▶ _Set problem_: Could you render every line of the items below as a Markdown table with the columns "Row" and "Line," numbering each line and leaving out blank ones?

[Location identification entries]
══════════════════════════════

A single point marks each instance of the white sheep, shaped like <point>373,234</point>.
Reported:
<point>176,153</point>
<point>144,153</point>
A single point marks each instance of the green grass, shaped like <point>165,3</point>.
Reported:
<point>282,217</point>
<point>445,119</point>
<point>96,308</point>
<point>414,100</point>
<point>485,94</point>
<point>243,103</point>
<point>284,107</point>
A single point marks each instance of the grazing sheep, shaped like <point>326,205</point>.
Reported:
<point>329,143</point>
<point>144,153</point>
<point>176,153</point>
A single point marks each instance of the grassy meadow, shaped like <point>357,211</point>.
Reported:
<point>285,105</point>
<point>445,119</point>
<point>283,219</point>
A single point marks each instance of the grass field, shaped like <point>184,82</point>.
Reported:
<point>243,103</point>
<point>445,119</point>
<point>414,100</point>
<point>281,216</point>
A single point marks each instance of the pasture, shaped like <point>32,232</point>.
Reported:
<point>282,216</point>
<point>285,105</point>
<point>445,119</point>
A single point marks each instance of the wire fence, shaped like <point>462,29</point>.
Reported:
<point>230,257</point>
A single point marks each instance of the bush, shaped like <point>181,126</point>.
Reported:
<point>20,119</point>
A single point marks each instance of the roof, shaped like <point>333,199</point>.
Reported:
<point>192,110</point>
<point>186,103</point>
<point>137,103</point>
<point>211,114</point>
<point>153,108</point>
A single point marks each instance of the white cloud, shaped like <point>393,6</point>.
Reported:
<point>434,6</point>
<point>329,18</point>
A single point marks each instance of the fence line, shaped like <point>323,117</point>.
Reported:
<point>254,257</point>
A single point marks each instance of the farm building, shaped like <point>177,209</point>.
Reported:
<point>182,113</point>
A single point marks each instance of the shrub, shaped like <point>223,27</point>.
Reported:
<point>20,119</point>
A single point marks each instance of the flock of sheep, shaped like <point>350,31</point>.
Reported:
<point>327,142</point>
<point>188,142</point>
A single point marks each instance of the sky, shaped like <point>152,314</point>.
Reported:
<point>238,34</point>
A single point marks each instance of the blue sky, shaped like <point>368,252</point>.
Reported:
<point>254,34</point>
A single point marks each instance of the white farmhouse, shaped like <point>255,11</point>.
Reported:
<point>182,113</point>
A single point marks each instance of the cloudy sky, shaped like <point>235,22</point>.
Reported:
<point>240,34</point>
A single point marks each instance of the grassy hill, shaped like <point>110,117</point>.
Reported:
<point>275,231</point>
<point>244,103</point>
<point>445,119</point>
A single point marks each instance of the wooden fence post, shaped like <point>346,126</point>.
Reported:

══════════════════════════════

▶ _Output of the task_:
| Row | Line |
|---|---|
| 1 | A single point marks each instance of the white sheep, shaped like <point>373,234</point>. |
| 2 | Reported: |
| 3 | <point>176,153</point> |
| 4 | <point>144,153</point> |
| 5 | A single point marks each instance of the green grass, shaped like <point>165,3</point>. |
| 6 | Reported: |
| 7 | <point>282,217</point> |
| 8 | <point>445,119</point> |
| 9 | <point>96,308</point> |
| 10 | <point>414,100</point> |
| 11 | <point>485,94</point> |
| 12 | <point>243,103</point> |
| 13 | <point>284,107</point> |
| 14 | A single point marks each instance of the grazing sheep, shaped like <point>326,205</point>. |
| 15 | Reported: |
| 16 | <point>329,143</point> |
| 17 | <point>144,153</point> |
| 18 | <point>176,153</point> |
| 19 | A single point marks each instance of the grassy meadow, shaped like <point>357,211</point>. |
| 20 | Reported: |
| 21 | <point>285,105</point> |
| 22 | <point>445,119</point> |
| 23 | <point>283,219</point> |
| 24 | A single point marks each instance of the grass field, shaped like <point>184,82</point>. |
| 25 | Reported: |
| 26 | <point>243,103</point> |
| 27 | <point>445,119</point> |
| 28 | <point>414,100</point> |
| 29 | <point>281,216</point> |
| 30 | A single point marks each instance of the pasture, shaped like <point>32,232</point>. |
| 31 | Reported: |
| 32 | <point>282,216</point> |
| 33 | <point>285,105</point> |
| 34 | <point>445,119</point> |
| 35 | A single point marks each instance of the wire fence, shaped like <point>462,29</point>. |
| 36 | Reported: |
| 37 | <point>230,257</point> |
| 38 | A single point marks each instance of the bush, shaped like <point>181,126</point>. |
| 39 | Reported: |
| 40 | <point>20,119</point> |
| 41 | A single point marks each instance of the roof, shaped like <point>333,199</point>. |
| 42 | Reported: |
| 43 | <point>192,110</point> |
| 44 | <point>186,103</point> |
| 45 | <point>137,103</point> |
| 46 | <point>211,114</point> |
| 47 | <point>153,108</point> |
| 48 | A single point marks each instance of the white cloud, shaped like <point>393,6</point>. |
| 49 | Reported: |
| 50 | <point>434,6</point> |
| 51 | <point>329,18</point> |
| 52 | A single point marks each instance of the fence line, shaped like <point>323,117</point>. |
| 53 | Reported: |
| 54 | <point>254,257</point> |
| 55 | A single point marks each instance of the farm building, shaped like <point>177,209</point>. |
| 56 | Reported: |
| 57 | <point>182,113</point> |
| 58 | A single point marks each instance of the shrub, shaped like <point>223,27</point>. |
| 59 | Reported: |
| 60 | <point>20,119</point> |
| 61 | A single point marks each instance of the flock of sheep, shaped like <point>350,31</point>. |
| 62 | Reported: |
| 63 | <point>327,142</point> |
| 64 | <point>188,142</point> |
| 65 | A single point marks each instance of the sky, shaped like <point>152,314</point>. |
| 66 | Reported: |
| 67 | <point>238,34</point> |
| 68 | A single point marks each instance of the blue sky, shaped like <point>368,252</point>. |
| 69 | Reported: |
| 70 | <point>254,34</point> |
| 71 | A single point marks each instance of the white farmhouse, shaped like <point>255,11</point>. |
| 72 | Reported: |
| 73 | <point>182,113</point> |
| 74 | A single point marks each instance of the cloudy sky, shaped like <point>235,22</point>. |
| 75 | Reported: |
| 76 | <point>240,34</point> |
| 77 | A single point marks each instance of the grassy hill, shaped like <point>110,117</point>. |
| 78 | Reported: |
| 79 | <point>275,231</point> |
| 80 | <point>244,103</point> |
| 81 | <point>445,119</point> |
| 82 | A single point marks each instance of the wooden fence post, shaped like <point>346,126</point>. |
| 83 | Reported: |